Если хотите, может быть и неважно, признают ли люди Бога или не признают. От человеческого признания Богу ничего не прибавится, так же как от непризнания не убавится. Если даже согласиться, что из бесчисленных миллионов людей, исповедовавших Бога на словах, только очень немногие его чувствовали, то в том нет ничего страшного. Тут consensus omnium ровно ничего не значит. Пусть бы на земле никто никогда не слышал о Боге – только бы Бог был. И наоборот – если бы все до одного человека верили в Бога, которого нет, можно было бы предать проклятию эту веру, как бы сладка и утешительна она ни была.

Исходные данные
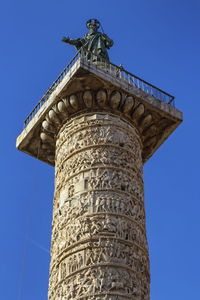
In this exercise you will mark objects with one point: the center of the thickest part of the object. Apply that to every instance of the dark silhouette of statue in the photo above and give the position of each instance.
(94, 44)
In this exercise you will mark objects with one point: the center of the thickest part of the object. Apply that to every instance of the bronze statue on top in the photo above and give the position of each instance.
(94, 44)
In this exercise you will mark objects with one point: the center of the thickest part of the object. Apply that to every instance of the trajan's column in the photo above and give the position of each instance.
(98, 124)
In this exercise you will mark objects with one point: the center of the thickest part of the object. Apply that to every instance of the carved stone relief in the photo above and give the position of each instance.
(99, 246)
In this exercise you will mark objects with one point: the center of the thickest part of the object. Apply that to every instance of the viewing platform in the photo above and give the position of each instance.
(80, 75)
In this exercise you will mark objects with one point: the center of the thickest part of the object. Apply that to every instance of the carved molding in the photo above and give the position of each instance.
(105, 101)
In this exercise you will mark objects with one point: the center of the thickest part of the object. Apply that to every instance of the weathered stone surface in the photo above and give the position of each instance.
(99, 245)
(87, 88)
(98, 131)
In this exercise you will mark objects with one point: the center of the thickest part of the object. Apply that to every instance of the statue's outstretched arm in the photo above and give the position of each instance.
(108, 42)
(76, 42)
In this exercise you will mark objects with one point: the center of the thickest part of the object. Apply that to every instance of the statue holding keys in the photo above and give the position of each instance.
(94, 44)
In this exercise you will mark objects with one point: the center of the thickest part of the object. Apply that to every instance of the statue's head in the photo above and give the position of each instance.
(93, 25)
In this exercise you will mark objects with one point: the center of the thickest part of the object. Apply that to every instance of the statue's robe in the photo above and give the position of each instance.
(95, 46)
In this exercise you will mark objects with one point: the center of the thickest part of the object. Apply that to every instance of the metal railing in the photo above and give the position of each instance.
(110, 68)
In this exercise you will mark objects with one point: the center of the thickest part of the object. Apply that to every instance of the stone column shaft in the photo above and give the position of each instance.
(99, 247)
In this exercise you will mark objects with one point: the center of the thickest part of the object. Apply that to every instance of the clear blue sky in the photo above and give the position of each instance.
(158, 40)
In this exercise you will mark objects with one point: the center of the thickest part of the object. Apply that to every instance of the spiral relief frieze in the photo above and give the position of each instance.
(99, 246)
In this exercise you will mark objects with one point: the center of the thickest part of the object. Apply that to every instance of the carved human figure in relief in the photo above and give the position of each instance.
(94, 44)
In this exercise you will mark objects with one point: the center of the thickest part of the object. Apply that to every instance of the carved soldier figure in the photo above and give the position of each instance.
(94, 44)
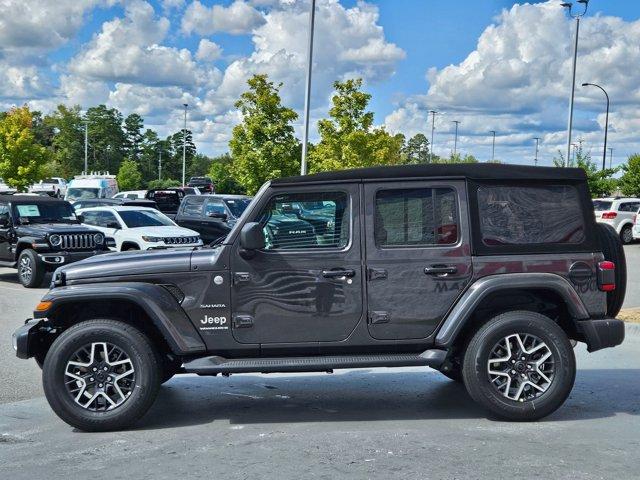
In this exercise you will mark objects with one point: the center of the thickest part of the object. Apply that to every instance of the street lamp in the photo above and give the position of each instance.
(433, 127)
(606, 123)
(307, 93)
(493, 147)
(455, 139)
(577, 16)
(184, 145)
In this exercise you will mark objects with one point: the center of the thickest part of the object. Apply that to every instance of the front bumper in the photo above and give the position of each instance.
(29, 338)
(601, 333)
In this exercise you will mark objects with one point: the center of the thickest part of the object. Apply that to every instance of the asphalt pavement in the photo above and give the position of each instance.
(379, 423)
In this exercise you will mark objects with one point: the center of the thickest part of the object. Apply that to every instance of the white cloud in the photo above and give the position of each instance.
(208, 51)
(517, 82)
(237, 18)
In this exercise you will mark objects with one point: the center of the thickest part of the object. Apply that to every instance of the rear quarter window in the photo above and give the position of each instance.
(520, 215)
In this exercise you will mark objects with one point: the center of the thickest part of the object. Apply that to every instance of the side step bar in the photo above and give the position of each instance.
(214, 365)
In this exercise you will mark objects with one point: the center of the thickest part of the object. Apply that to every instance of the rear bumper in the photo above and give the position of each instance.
(601, 333)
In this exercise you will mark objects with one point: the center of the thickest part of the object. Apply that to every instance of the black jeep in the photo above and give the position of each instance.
(39, 234)
(487, 273)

Задача
В каких предложениях текста страницы есть слово «если»? Выпишите каждое из них целиком.

Полный ответ
1. Если хотите, может быть и неважно, признают ли люди Бога или не признают.
2. Если даже согласиться, что из бесчисленных миллионов людей, исповедовавших Бога на словах, только очень немногие его чувствовали, то в том нет ничего страшного.
3. И наоборот – если бы все до одного человека верили в Бога, которого нет, можно было бы предать проклятию эту веру, как бы сладка и утешительна она ни была.